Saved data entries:
********************

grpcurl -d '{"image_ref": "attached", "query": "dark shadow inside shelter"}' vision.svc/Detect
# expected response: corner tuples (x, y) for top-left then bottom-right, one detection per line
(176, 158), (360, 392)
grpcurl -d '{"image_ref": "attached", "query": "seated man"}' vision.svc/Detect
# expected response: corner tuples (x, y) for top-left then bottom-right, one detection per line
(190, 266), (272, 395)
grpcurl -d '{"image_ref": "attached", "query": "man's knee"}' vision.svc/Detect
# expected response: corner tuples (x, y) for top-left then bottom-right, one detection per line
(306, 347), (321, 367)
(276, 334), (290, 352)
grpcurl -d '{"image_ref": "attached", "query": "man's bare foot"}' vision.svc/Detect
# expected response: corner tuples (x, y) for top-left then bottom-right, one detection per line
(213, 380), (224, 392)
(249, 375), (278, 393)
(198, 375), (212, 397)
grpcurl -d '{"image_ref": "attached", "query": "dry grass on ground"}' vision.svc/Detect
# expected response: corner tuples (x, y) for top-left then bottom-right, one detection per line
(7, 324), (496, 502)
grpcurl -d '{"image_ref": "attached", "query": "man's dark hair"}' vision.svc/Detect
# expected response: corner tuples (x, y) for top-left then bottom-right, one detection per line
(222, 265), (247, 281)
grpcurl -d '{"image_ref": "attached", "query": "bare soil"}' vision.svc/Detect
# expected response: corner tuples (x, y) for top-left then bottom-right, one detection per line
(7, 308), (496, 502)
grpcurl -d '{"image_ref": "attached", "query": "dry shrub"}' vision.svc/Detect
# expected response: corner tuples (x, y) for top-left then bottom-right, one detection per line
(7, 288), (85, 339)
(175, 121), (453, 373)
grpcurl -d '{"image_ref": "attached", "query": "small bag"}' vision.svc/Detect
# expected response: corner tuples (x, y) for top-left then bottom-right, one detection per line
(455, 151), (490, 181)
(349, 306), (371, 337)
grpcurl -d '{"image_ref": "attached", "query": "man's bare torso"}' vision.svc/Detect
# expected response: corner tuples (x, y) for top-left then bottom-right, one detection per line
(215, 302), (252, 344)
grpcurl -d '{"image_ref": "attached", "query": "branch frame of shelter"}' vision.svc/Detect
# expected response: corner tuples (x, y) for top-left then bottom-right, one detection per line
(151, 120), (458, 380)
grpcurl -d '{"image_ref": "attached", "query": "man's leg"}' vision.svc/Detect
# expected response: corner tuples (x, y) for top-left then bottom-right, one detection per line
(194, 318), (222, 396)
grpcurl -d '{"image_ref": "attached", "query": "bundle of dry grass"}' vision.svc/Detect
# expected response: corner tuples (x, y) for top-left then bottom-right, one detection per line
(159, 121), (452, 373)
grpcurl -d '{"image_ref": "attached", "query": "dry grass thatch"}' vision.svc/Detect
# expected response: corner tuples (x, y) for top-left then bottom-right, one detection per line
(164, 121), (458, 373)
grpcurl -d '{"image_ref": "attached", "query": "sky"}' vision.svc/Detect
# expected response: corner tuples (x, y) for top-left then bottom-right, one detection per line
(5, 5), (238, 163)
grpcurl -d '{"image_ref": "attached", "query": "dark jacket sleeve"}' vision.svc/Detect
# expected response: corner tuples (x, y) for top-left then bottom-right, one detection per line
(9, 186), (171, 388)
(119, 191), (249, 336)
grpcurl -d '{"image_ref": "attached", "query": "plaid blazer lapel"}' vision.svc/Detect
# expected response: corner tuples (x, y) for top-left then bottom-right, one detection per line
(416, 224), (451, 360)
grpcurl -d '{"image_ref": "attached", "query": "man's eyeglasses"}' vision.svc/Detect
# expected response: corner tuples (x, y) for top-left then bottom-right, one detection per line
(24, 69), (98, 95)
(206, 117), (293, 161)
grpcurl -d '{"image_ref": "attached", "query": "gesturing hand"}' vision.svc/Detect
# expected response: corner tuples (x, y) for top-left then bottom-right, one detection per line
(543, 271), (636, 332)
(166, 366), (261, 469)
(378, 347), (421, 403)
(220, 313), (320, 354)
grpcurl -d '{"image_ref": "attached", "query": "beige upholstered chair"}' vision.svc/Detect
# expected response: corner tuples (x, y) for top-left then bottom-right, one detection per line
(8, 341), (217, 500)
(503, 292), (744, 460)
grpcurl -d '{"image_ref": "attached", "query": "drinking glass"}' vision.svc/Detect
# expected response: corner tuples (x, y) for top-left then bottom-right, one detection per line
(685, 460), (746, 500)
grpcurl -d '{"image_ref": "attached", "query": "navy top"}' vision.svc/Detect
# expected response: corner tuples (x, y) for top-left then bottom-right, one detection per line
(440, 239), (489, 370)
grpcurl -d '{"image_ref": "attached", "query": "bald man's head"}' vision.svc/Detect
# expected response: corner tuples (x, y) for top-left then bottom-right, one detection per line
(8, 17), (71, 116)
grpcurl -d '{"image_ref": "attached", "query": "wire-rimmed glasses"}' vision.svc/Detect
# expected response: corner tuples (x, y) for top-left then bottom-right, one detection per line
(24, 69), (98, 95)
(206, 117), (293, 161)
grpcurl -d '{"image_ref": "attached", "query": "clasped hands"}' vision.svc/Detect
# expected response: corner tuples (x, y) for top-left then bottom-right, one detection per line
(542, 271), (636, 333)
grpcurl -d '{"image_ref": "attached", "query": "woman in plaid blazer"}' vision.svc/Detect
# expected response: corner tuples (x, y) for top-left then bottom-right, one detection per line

********************

EXERCISE INSTRUCTIONS → Find every line in the listing that contains the word "dark", matching case exactly, and copy each such line.

RIGHT ANSWER →
grpcurl -d '{"image_ref": "attached", "query": "dark shadow inside shelter"}' vision.svc/Detect
grpcurl -d '{"image_ref": "attached", "query": "man's dark hair"}' vision.svc/Detect
grpcurl -d '{"image_ref": "attached", "query": "dark jacket sleeve"}' vision.svc/Detect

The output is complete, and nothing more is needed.